§ Exercise description: Scan the data for "baseball" and copy the lines it appears in.

§ Data for this exercise:
== Segment start ==
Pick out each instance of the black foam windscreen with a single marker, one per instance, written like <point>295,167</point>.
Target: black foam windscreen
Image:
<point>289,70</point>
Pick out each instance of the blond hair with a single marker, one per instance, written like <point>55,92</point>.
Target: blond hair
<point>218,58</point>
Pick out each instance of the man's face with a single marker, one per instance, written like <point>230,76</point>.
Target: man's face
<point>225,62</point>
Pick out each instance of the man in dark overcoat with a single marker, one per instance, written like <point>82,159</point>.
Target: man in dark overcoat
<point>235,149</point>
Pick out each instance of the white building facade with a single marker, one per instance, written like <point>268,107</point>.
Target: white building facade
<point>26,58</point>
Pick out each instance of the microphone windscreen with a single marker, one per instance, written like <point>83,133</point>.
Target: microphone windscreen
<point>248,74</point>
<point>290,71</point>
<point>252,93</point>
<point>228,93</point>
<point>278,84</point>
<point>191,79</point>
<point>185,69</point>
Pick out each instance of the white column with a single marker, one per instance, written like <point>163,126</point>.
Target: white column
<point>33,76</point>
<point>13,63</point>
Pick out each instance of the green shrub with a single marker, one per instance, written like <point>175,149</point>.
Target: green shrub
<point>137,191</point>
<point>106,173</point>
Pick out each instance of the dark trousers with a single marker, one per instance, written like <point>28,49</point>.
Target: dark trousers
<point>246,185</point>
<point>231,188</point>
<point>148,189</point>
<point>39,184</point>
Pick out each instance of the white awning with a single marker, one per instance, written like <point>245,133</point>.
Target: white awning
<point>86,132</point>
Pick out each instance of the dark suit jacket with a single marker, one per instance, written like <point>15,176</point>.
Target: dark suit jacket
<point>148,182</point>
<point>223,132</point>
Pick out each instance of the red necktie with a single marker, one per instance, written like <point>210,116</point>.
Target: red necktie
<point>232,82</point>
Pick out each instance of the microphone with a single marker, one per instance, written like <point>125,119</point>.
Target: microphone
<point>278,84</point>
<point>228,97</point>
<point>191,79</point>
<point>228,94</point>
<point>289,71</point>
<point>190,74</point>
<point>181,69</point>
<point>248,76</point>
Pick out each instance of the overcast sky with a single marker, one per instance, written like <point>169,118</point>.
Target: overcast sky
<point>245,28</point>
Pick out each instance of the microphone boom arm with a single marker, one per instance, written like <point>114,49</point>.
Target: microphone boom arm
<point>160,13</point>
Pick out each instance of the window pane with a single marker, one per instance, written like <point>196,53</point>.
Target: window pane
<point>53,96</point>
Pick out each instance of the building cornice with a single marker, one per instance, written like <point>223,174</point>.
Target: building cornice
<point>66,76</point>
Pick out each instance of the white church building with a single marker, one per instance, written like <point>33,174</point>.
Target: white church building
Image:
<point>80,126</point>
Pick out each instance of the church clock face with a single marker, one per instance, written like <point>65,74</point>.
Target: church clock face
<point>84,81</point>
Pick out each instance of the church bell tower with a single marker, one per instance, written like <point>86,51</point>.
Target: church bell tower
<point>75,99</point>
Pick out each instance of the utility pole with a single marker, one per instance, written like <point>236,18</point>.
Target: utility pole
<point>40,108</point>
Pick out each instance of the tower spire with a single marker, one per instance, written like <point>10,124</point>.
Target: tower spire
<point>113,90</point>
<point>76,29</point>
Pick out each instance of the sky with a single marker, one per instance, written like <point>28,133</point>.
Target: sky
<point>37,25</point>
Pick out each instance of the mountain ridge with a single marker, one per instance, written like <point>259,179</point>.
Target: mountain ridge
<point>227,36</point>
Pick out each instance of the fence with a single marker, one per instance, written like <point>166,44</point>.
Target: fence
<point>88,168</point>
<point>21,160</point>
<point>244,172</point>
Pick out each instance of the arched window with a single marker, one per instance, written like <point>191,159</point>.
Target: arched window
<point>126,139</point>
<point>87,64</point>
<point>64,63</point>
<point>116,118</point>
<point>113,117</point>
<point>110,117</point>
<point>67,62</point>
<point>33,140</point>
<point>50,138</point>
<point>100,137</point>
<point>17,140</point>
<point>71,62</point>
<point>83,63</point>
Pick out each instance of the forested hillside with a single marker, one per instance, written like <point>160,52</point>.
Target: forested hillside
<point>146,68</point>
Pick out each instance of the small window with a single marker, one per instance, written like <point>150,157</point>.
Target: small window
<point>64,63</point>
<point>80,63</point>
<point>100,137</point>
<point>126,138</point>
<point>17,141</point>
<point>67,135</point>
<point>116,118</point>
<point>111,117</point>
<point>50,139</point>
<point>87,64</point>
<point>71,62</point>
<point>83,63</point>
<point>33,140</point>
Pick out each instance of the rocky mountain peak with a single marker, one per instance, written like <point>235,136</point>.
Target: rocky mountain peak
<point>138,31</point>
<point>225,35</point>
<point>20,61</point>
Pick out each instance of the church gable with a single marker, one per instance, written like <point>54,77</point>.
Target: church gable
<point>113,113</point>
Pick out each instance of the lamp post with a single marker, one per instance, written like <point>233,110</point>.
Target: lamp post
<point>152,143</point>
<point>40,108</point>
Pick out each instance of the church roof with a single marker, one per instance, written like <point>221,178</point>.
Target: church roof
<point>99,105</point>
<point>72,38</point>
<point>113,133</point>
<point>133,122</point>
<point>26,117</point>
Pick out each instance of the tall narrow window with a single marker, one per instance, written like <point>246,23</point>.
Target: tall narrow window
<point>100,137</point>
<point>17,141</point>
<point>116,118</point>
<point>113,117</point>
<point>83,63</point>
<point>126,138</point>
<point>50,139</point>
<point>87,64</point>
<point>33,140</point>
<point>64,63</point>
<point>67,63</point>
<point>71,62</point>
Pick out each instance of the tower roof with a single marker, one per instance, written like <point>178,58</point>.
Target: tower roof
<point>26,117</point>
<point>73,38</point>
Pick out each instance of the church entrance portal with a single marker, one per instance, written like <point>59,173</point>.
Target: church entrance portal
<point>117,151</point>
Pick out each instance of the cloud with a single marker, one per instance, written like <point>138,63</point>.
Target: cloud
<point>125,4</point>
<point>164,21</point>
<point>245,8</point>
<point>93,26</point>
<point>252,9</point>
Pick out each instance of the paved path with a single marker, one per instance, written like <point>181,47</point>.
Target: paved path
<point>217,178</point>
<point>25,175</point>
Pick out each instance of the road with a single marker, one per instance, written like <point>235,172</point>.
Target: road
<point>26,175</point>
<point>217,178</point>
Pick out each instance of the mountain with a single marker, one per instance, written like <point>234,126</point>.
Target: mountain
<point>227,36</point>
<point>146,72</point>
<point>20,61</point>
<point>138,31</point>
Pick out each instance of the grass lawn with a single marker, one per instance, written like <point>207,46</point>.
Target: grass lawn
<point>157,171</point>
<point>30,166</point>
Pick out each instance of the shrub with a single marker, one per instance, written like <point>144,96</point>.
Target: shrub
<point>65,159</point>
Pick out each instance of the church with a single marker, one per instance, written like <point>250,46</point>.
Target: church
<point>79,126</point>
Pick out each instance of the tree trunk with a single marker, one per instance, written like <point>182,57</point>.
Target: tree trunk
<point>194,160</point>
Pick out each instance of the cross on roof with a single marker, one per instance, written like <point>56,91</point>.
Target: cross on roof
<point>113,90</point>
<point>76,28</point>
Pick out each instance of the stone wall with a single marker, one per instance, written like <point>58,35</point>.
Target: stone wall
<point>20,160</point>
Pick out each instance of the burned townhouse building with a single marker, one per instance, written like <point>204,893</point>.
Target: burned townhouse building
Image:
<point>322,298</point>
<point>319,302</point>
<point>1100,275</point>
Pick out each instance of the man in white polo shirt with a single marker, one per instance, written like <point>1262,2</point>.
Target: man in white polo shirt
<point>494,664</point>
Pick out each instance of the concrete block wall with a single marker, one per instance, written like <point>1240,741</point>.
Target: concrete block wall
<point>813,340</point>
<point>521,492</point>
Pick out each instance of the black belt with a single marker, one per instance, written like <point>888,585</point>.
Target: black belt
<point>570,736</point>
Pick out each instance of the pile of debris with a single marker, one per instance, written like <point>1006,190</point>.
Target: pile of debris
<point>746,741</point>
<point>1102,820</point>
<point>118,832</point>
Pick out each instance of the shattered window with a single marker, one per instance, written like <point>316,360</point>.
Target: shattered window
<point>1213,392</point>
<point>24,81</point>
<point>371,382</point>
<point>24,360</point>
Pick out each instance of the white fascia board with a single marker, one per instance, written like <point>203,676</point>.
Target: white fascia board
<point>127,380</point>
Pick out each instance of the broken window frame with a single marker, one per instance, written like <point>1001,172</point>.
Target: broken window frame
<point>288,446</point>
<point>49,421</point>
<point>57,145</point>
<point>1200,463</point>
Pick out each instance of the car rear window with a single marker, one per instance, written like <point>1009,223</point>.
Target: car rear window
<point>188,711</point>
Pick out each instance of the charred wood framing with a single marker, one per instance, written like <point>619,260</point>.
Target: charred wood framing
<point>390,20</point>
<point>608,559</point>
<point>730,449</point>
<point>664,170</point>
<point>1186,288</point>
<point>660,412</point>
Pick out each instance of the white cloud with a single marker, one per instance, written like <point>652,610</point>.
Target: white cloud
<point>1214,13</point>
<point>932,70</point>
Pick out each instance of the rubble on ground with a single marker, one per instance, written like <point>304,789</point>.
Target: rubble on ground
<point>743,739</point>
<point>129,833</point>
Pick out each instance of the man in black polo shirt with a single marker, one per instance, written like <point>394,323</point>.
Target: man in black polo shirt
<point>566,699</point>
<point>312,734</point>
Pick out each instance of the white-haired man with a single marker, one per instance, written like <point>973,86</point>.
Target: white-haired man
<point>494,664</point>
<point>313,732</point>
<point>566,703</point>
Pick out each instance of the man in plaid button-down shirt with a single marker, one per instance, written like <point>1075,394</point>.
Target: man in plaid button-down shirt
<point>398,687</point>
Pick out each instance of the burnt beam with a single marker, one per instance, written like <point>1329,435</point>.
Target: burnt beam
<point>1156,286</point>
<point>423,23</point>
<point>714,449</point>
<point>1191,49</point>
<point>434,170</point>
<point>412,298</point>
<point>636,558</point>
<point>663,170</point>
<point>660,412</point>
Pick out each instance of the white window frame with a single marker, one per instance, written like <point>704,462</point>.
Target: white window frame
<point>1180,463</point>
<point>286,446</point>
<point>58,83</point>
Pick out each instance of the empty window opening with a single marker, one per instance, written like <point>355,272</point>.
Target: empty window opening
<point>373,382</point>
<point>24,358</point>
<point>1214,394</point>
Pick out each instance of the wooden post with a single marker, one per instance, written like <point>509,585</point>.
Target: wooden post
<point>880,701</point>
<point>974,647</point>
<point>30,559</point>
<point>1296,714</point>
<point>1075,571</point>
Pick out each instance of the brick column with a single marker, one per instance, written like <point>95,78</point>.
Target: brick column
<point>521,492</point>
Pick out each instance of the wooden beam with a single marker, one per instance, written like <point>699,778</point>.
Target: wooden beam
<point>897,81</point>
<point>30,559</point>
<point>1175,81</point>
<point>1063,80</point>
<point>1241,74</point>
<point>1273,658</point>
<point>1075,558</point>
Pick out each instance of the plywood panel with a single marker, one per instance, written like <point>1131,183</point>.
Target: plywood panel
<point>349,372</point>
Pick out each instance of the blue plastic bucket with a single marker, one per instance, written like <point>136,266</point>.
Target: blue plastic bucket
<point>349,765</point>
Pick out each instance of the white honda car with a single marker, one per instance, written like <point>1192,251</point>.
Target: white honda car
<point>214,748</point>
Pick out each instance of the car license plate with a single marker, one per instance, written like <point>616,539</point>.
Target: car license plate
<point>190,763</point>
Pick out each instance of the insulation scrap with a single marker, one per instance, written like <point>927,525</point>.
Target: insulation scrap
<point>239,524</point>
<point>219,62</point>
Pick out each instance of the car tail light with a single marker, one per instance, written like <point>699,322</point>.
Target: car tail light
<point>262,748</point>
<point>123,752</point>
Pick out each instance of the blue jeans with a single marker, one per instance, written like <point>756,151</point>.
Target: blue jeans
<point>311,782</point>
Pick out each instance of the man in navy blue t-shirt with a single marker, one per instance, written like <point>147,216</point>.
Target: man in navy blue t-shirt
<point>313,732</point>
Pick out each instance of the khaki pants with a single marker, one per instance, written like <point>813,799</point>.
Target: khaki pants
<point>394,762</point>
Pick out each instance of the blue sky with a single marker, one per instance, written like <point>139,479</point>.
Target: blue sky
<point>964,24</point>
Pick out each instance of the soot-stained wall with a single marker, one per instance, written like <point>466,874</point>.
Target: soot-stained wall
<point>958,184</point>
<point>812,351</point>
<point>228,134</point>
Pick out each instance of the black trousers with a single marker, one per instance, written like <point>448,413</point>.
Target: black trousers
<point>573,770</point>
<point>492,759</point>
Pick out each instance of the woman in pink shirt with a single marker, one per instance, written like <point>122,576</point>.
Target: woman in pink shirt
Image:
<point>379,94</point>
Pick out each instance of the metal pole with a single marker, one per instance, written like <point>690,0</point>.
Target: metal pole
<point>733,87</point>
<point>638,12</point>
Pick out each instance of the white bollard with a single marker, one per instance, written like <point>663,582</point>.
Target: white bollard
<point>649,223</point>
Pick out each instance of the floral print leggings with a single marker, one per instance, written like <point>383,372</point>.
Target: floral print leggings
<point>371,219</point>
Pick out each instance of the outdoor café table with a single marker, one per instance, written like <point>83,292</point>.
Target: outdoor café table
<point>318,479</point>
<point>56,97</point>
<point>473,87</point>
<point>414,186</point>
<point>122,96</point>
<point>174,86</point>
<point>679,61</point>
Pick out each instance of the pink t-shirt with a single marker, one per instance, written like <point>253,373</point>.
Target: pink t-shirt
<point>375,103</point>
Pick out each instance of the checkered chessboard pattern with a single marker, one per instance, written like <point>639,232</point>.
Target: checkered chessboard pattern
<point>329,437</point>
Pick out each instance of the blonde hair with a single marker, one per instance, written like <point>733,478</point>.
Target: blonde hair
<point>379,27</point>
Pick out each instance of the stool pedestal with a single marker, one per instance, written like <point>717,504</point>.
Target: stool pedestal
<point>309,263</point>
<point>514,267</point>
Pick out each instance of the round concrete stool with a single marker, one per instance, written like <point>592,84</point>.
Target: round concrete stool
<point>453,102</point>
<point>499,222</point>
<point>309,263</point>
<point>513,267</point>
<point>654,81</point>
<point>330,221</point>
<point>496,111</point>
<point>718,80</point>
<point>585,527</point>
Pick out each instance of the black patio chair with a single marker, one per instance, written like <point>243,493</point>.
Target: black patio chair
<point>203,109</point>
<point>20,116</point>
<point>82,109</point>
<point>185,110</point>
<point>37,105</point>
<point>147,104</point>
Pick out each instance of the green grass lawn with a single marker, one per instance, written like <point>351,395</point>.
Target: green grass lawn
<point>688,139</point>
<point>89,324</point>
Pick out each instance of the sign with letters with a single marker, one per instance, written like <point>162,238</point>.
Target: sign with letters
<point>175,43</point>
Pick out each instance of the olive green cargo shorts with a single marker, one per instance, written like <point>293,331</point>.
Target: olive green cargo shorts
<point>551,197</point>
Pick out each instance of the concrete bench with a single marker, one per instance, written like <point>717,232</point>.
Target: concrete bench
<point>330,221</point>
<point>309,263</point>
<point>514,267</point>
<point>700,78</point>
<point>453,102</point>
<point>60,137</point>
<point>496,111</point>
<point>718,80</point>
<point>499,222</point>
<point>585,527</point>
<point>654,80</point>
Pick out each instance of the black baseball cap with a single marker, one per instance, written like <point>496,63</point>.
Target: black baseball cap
== Segment end ==
§ Solution to this problem:
Pick out each instance of the black baseball cap with a single marker, one per instance, written like <point>496,63</point>.
Target: black baseball cap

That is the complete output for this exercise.